## PROVIDED MATERIAL
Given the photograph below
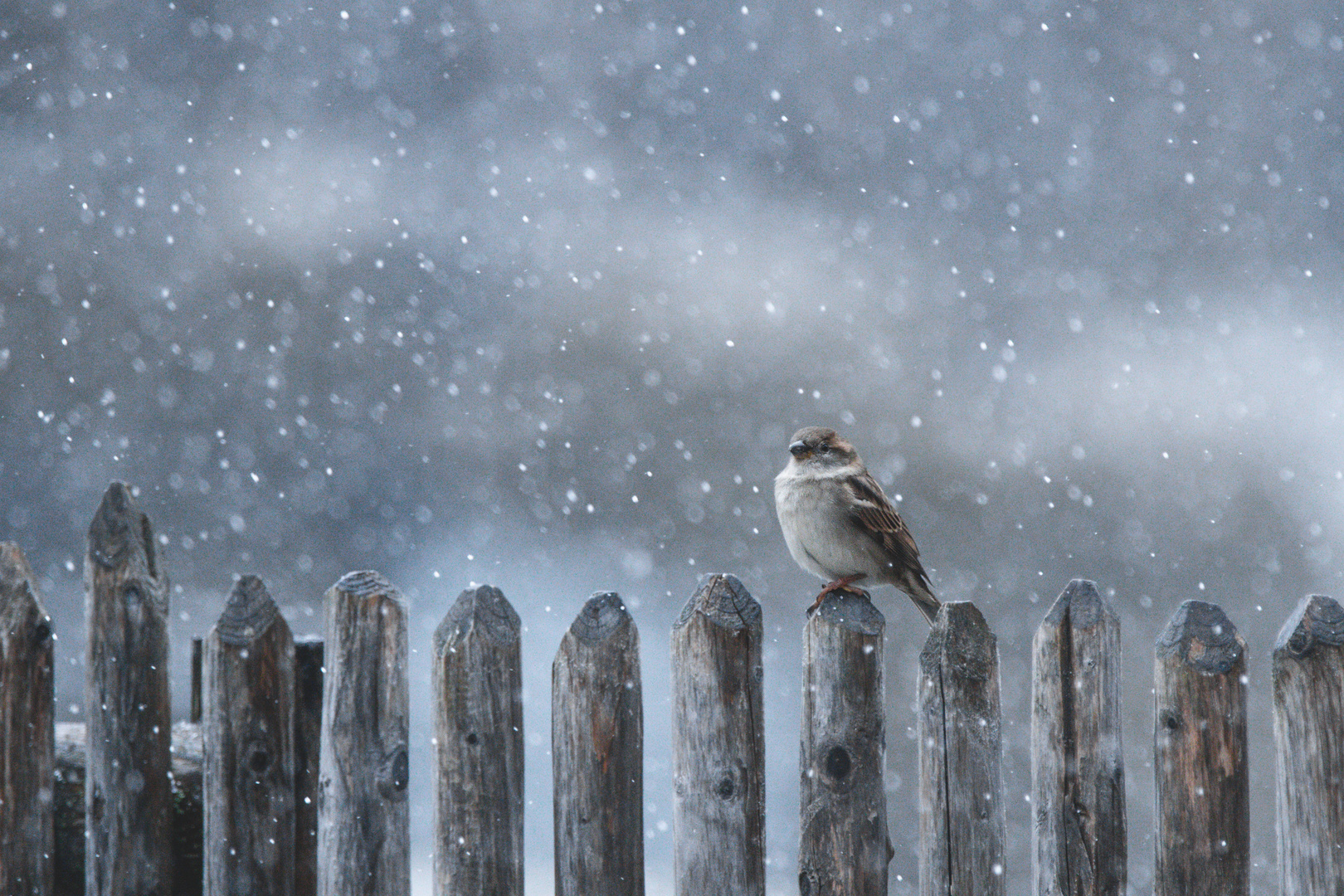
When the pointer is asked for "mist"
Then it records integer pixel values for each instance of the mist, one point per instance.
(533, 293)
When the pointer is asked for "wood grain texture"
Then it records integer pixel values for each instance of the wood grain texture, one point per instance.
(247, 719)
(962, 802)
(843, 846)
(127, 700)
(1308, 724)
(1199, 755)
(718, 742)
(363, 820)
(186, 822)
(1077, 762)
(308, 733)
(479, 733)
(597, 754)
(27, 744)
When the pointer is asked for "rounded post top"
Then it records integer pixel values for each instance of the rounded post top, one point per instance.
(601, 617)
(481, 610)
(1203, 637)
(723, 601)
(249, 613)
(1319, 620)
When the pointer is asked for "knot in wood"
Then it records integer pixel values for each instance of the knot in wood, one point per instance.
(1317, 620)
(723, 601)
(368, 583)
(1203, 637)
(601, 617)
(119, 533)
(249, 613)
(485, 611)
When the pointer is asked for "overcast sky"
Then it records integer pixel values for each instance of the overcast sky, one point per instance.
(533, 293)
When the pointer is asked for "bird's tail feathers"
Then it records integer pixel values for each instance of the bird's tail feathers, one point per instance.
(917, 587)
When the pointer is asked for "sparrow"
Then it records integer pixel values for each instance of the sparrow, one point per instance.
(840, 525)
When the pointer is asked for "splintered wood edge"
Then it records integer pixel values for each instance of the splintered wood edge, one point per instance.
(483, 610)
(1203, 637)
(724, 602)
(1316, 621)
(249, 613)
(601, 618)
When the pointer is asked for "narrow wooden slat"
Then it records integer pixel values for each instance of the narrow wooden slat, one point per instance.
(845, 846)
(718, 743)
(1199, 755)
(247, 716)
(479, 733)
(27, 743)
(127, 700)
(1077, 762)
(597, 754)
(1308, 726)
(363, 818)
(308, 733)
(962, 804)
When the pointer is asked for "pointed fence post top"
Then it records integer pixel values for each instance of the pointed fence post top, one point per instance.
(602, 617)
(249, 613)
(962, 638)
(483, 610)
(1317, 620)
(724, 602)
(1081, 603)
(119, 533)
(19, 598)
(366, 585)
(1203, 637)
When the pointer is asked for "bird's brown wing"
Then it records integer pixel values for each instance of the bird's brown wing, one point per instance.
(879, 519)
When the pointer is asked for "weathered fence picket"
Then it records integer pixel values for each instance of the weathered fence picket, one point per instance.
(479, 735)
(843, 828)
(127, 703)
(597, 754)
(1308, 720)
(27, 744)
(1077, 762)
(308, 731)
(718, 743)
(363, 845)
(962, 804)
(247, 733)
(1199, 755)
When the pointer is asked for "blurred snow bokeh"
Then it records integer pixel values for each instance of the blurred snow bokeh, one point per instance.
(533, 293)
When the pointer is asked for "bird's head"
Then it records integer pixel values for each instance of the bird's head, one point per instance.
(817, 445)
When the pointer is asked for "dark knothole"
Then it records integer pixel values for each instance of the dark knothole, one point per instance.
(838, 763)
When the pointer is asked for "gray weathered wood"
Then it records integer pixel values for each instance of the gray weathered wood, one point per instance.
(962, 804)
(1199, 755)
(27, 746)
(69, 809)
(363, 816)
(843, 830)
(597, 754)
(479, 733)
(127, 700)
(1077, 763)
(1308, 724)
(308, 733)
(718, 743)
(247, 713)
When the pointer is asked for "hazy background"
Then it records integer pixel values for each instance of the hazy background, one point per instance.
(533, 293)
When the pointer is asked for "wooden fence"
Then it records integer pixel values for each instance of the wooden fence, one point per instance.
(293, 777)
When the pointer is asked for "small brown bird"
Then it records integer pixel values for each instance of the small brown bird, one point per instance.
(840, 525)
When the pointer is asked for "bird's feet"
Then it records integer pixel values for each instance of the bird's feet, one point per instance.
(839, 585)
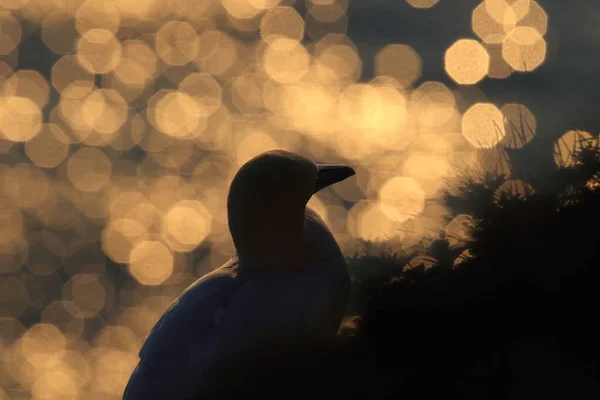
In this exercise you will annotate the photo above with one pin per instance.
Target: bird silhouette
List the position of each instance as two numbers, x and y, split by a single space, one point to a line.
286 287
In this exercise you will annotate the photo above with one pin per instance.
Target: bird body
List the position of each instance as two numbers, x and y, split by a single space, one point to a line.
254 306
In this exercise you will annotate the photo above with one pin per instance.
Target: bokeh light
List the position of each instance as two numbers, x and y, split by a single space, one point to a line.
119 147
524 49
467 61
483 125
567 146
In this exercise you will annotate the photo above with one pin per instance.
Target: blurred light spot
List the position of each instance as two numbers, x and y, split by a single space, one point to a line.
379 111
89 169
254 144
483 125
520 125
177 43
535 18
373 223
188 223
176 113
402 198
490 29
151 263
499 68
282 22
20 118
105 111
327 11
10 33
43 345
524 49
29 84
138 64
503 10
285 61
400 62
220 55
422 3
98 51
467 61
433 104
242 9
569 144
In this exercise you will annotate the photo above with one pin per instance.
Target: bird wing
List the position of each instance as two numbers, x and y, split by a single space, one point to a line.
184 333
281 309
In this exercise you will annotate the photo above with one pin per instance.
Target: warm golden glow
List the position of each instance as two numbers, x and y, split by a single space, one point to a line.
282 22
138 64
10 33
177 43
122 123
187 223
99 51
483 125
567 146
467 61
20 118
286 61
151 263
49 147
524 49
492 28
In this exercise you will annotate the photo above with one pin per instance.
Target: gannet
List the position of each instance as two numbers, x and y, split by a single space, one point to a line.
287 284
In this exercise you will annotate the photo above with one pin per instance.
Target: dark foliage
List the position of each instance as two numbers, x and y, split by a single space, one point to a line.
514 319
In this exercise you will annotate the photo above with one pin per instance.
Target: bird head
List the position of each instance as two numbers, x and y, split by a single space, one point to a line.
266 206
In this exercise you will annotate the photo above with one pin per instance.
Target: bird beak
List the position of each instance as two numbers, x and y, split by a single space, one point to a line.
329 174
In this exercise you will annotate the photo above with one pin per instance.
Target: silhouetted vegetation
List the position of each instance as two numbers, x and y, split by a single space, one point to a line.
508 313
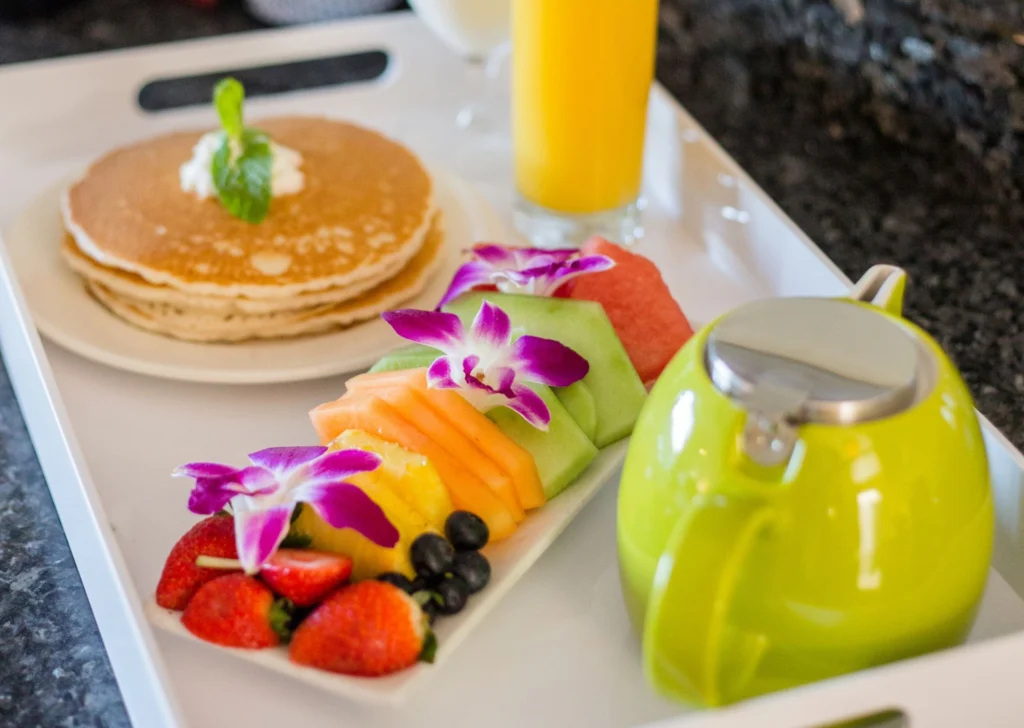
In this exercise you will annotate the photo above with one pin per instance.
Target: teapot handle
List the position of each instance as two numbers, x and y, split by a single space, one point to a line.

* * *

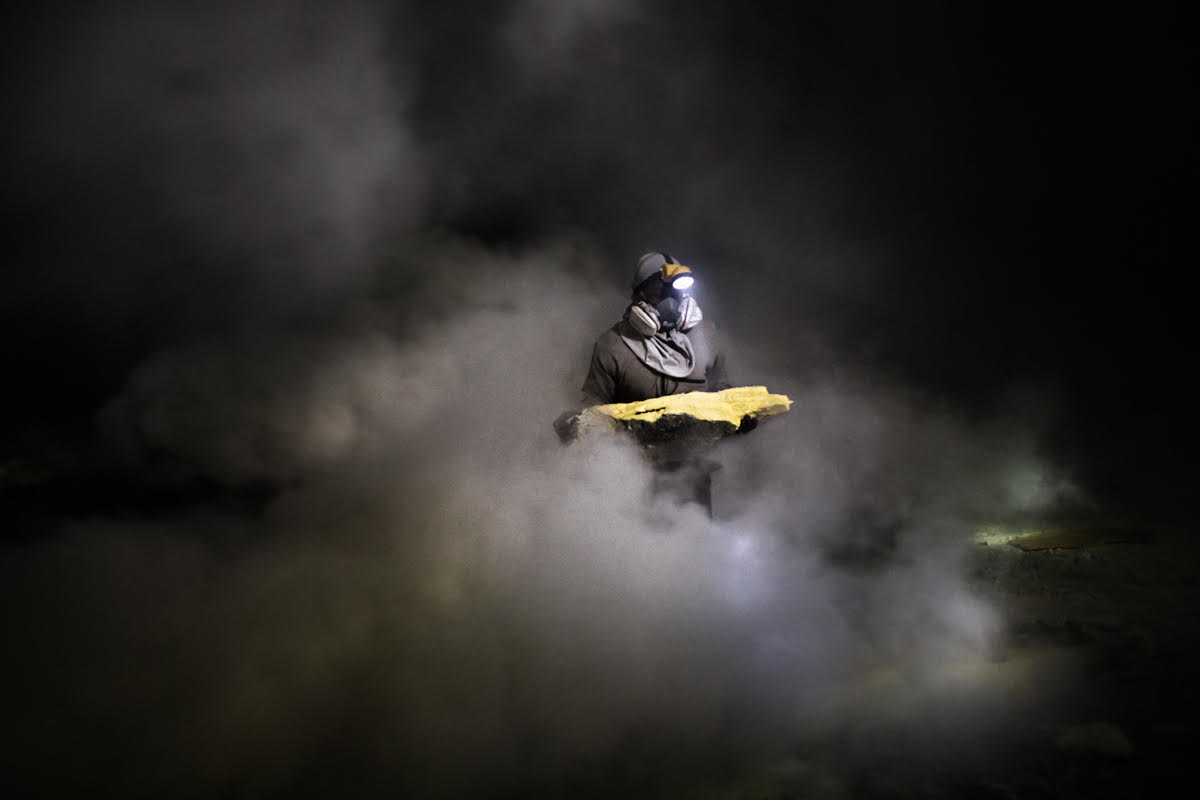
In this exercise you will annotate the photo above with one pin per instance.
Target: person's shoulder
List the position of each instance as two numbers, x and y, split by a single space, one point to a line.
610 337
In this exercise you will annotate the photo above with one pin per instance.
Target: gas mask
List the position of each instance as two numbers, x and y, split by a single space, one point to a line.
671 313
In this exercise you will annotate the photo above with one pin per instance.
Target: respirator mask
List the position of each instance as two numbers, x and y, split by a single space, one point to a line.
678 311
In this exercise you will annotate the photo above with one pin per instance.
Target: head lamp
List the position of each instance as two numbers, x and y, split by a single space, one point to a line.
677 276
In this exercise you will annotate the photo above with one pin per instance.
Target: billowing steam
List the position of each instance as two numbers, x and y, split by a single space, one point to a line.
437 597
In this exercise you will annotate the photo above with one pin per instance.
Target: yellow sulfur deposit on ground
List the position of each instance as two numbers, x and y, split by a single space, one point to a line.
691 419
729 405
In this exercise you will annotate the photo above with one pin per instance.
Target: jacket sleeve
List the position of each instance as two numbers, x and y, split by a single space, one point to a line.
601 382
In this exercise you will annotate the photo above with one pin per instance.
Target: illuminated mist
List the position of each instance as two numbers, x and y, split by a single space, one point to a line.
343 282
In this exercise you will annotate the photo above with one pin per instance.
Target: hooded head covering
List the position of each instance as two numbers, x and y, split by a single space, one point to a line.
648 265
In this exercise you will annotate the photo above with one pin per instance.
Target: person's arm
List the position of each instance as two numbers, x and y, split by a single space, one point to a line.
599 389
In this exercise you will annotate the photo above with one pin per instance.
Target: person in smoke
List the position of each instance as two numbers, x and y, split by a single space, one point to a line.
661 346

## TASK TO COMPLETE
Above is a listing; print exactly its lines from the one with "Target: person's shoulder" through the one with "Target: respirator mask", and no other lines.

## RESULT OF THIS EXERCISE
Target: person's shoulder
List the position of each instance as two numbers, x and y, split by a single space, one point to a line.
610 337
In this exercise you will annotate the photo above with one pin per instance.
Target: gas mask
List the position of each instance as two numbers, x and y, split by a single space, one point to a line.
671 313
In this exercise you will annotate the photo above with one pin per instance.
Target: respirator mask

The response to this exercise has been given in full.